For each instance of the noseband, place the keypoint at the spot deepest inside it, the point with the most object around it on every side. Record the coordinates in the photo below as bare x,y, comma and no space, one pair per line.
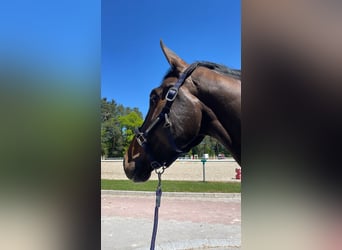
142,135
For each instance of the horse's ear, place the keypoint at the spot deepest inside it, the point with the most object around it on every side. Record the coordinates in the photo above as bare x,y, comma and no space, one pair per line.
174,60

...

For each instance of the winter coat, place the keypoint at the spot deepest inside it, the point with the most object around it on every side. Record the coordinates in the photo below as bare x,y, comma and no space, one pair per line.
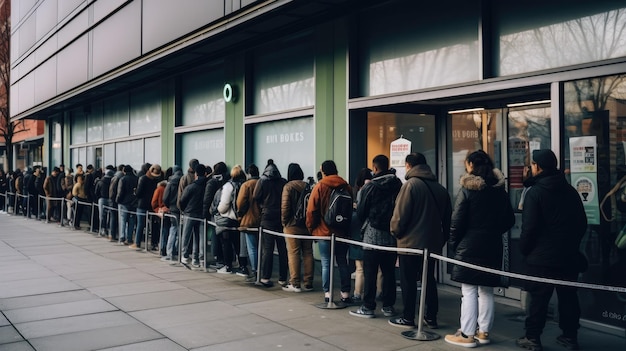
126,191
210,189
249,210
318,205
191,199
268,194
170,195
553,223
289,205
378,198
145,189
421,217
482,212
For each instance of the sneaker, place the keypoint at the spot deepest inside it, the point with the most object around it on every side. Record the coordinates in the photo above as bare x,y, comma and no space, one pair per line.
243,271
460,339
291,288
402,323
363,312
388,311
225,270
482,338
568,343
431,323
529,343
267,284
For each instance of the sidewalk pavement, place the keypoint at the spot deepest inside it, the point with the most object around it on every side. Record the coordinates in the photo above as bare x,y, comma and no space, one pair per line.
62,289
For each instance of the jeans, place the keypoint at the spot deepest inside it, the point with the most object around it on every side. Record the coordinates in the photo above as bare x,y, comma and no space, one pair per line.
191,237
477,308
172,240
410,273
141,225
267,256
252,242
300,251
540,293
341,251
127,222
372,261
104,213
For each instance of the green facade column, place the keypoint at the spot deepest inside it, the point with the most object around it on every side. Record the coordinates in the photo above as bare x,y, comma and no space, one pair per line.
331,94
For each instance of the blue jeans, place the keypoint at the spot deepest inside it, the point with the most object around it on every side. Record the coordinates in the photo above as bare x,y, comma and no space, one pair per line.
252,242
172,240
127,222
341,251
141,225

**REQUIREMENTS**
Which lines in the rows above contain the string "below"? Return each of those lines in full.

**FINISHED EXERCISE**
For each instance of the noseband, place the keypoint at the spot deepest inside it, the point with the most object around it on every side. Record the coordinates in the photo below as bare x,y, comma and no space, one pair per line.
For each instance of the winter coat, place the keypoint at the spot deepest inside it, the point with the most object around it on every side. Record the coordinates in the photo below as bare x,y, comma and no space, one pair per line.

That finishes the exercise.